## Data lines
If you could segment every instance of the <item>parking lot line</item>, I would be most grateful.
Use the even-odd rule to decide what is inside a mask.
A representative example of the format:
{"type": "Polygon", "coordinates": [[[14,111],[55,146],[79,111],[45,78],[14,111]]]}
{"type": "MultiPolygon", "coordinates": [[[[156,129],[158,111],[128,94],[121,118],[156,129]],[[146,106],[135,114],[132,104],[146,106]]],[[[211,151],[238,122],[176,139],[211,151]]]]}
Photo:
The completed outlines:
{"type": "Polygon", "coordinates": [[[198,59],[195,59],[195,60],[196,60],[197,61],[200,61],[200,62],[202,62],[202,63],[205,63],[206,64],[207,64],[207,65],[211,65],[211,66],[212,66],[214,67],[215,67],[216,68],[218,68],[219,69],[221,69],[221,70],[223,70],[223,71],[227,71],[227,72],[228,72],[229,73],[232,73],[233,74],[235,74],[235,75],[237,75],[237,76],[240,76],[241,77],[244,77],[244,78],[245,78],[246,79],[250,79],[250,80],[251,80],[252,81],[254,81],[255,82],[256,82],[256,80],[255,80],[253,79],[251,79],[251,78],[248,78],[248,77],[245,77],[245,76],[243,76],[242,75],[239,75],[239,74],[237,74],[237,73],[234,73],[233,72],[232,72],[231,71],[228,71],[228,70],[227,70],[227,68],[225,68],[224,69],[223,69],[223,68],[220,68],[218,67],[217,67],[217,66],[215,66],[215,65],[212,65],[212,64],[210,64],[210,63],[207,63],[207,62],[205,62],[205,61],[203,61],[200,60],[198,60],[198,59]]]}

## Instruction
Recast the records from the start through the line containing "A representative example", both ends included, as a JSON list of strings with one string per line and no blank lines.

## Task result
[
  "If you could segment every instance of the <item>parking lot line</item>, I would be most grateful.",
  "Use the even-odd rule to decide what is inside a mask.",
  "A representative example of the format:"
]